Kebijakan afirmatif sendiri di Indonesia melahirkan Peraturan Presiden Republik Indonesia No. 10 Tahun 1959 dan juga kebijakan Ekonomi Benteng, yang keduanya sama-sama berisi larangan orang asing berusaha di bidang perdagangan eceran di tingkat kabupaten ke bawah dan wajib mengalihkan usaha mereka kepada warga negara Indonesia/pribumi.
Peraturan No. 10 Tahun 1959 ini ditandatangani oleh Menteri Perdagangan Rachmat Mujomisero, sedangkan Kebijakan Ekonomi Banteng diusulkan oleh ayah Prabowo Subianto yang juga Begawan ekonomi Orde Lama, Sumitro Djojohadikusumo.
Ingin Tiru Malaysia?
Gaung kebijakan afirmatif yang disebarkan Mohammad Assaat, lebih merebak di Malaysia. Pada tahun 1970, Tun Abdul Razak, Perdana Menteri saat itu, memberlakukan New Economic Policy (NEP) yang kurang lebih diilhami dari kebijakan afirmatif. Yakni bertujuan memajukan kaum Melayu yang hanya menikmati sekitar tiga persen total kekayaan Malaysia. Di bawah kebijakan NEP, orang Melayu mendapat fasilitas dari pemerintah dalam membangun bisnis, pekerjaan, dan beasiswa ke luar negeri.
Namun, kebijakan ekonomi NEP di negeri Jiran bahkan sudah sampai pada favoritisme etnis Melayu atas etnis-etnis lain. Sebaik dan setinggi apapun kemampuan yang dimiliki orang etnis non Melayu, yakni Tionghoa atau India, ia tetap sulit menerima apresiasi dan penghargaan. Dominasi etnis Melayu, tanpa didasari kemampuan dan latar nelakang yang sesuai terlihat dalam birokrasi pemerintahan, angkatan bersenjata, dan perusahaan negara, orang Melayu sangat mendominasi di Petronas.
Selain itu, kebijakan ini tidak menguntungkan etnis Melayu secara keseluruhan. Hanya elit Melayu yang memiliki reasi dengan Partai United Malays Nationals Organisation (UMNO), baik dengan keluarga maupun kroninya. Kebijakan ekonomi ini, benar-benar dimanfaatkan oleh beberapa kelompok untuk mendapatkan lisensi perdagangan, menguasai saham, dan memenangkan tender-tender proyek besar.
Berbeda dengan Malaysia, Amerika Serikat berhasil memberikan sedikit bantuan kepada warga keturunan Afrika dalam kesetaraan pendidikan. Kebijakan afirmatif dalam pendidikan telah memudahkan warga kulit hitam di Amerika keluar dari lingkaran kemiskinan dan pendidikan yang buruk dengan penyediaan kuota khusus untuk warga keturunan Afrika.
Sejarah panjang perbudakan kaum kulit hitam di Amerika, secara strukural menempatkan warga keturunan Afrika sulit mengakses fasilitas negara untuk memperbaiki hidup karena diskriminasi. Hingga John F. Kennedy mengeluarkan pernyataan kepada perusahaan untuk menerima calon pegawai baik, tak memandang ras, asal negara, dan warna kulit. Kebijakan ini diteruskan oleh Lyndon Johnson di tahun 1967 sampai sekarang.

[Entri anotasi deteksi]
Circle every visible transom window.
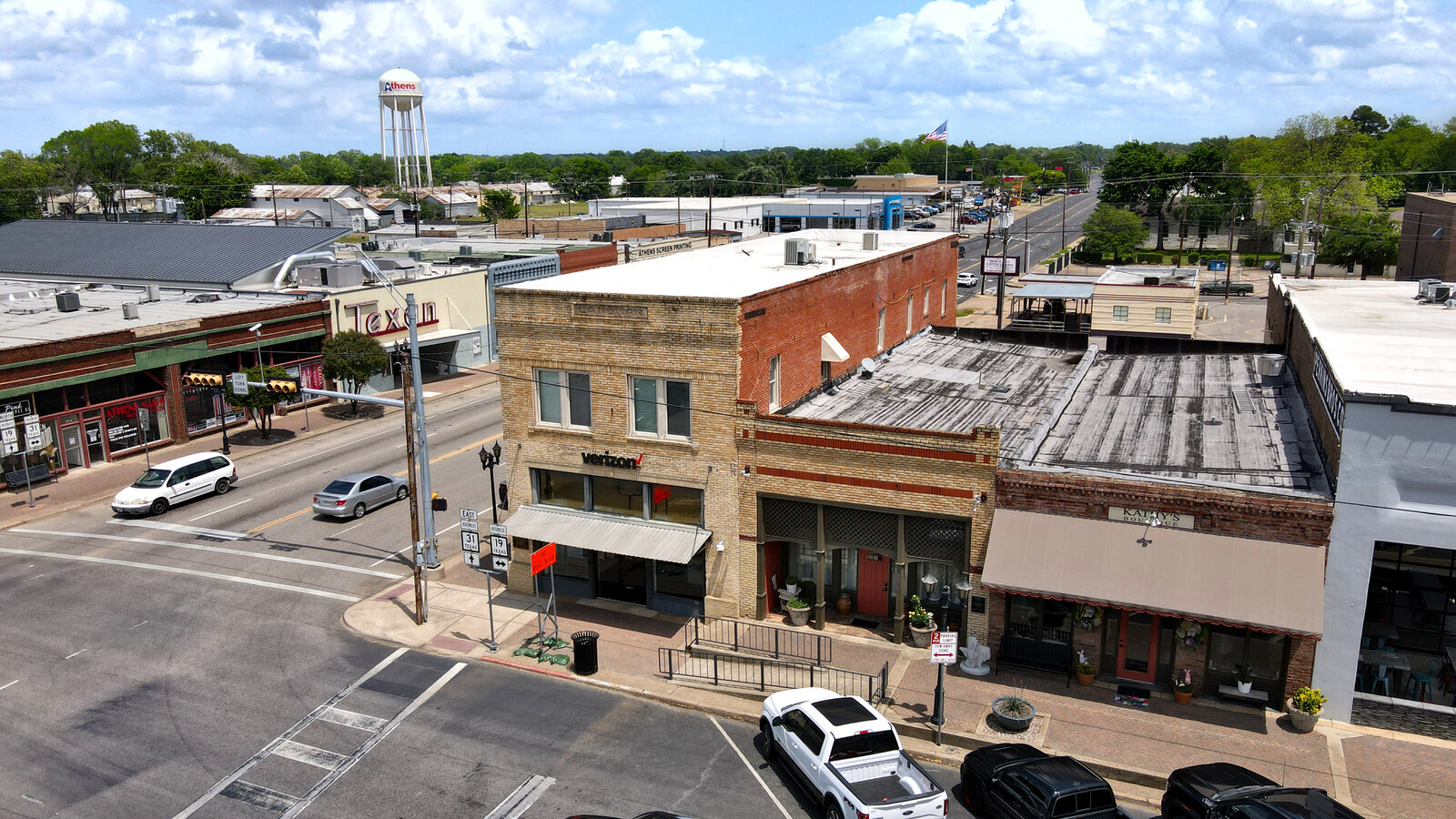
[536,364,592,430]
[632,376,693,439]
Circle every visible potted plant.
[910,594,935,649]
[1174,669,1192,705]
[788,598,810,625]
[1233,666,1254,693]
[1286,685,1330,733]
[992,679,1036,733]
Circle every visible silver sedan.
[313,472,410,518]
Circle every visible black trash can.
[571,631,602,676]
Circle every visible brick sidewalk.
[0,364,497,529]
[345,571,1456,819]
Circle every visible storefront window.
[652,484,703,525]
[592,478,642,518]
[536,470,587,509]
[652,551,708,601]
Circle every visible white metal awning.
[820,332,849,364]
[505,506,713,564]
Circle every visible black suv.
[1162,763,1361,819]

» **TUGAS YANG DIKERJAKAN**: Kutiplah persis dari teks tentang kebijakan afirmatif bagian yang dibuka dengan kata-kata "Gaung kebijakan afirmatif" dan ditutup dengan "ke luar negeri.".

» **JAWABAN**:
Gaung kebijakan afirmatif yang disebarkan Mohammad Assaat, lebih merebak di Malaysia. Pada tahun 1970, Tun Abdul Razak, Perdana Menteri saat itu, memberlakukan New Economic Policy (NEP) yang kurang lebih diilhami dari kebijakan afirmatif. Yakni bertujuan memajukan kaum Melayu yang hanya menikmati sekitar tiga persen total kekayaan Malaysia. Di bawah kebijakan NEP, orang Melayu mendapat fasilitas dari pemerintah dalam membangun bisnis, pekerjaan, dan beasiswa ke luar negeri.